__Records for the task__:
__________

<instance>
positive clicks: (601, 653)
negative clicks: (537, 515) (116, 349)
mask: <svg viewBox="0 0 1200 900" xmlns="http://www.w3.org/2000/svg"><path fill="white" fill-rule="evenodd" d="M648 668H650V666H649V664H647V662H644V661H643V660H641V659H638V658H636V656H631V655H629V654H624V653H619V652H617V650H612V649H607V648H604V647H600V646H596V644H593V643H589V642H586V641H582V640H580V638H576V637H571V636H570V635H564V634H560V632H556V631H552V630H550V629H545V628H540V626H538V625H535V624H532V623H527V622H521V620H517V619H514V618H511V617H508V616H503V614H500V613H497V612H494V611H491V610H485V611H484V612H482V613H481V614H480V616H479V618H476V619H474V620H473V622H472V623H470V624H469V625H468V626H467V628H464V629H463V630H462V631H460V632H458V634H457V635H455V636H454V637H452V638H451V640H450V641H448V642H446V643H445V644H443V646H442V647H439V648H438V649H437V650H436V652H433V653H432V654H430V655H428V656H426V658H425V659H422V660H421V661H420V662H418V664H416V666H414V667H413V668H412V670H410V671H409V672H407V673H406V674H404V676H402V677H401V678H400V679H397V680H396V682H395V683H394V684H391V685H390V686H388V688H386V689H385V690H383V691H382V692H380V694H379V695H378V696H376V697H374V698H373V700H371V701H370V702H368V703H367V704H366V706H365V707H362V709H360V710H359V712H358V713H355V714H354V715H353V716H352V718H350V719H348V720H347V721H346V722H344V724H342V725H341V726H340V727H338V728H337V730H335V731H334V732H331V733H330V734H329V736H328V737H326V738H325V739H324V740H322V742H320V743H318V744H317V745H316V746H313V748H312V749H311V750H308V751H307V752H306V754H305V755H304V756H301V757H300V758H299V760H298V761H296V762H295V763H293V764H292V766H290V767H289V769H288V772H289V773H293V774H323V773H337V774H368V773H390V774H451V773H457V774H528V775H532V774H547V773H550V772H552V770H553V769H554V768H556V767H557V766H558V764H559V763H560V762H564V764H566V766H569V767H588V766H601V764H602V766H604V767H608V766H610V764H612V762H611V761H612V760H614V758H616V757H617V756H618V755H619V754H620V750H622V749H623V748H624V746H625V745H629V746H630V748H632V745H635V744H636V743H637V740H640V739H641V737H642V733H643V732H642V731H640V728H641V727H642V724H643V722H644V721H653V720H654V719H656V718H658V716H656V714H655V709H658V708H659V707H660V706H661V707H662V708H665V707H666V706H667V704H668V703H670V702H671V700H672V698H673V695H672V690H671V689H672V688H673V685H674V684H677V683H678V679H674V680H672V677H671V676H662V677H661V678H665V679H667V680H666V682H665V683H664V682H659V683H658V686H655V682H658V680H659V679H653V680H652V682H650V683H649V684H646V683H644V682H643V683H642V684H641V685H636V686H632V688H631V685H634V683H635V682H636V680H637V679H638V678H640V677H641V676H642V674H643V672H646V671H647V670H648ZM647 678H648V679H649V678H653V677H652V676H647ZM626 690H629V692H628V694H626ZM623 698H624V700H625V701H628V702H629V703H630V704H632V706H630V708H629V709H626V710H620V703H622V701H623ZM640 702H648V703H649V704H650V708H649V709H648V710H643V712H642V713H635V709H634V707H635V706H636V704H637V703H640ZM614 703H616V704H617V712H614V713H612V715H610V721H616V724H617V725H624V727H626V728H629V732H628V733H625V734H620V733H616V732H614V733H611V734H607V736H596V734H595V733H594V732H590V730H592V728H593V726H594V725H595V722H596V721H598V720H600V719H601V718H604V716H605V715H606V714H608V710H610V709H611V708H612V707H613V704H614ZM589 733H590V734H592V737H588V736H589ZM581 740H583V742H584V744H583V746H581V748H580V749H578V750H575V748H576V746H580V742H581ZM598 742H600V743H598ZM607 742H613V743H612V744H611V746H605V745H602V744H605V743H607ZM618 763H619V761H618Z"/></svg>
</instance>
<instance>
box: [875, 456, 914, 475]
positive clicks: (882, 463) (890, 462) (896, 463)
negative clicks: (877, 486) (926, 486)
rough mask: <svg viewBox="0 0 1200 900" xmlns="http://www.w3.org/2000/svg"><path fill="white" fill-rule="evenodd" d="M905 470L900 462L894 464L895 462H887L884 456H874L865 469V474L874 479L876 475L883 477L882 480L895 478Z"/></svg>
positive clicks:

__________

Output exactly the lines from the one containing "</instance>" through the last line of the entries, both ends included.

__Response box__:
</instance>
<instance>
box: [875, 456, 914, 475]
positive clicks: (882, 463) (890, 462) (896, 463)
negative clicks: (877, 486) (926, 486)
rough mask: <svg viewBox="0 0 1200 900" xmlns="http://www.w3.org/2000/svg"><path fill="white" fill-rule="evenodd" d="M905 470L900 462L894 464L895 462H887L884 456H874L865 469V474L874 479L876 475L883 477L882 480L895 478Z"/></svg>
positive clicks:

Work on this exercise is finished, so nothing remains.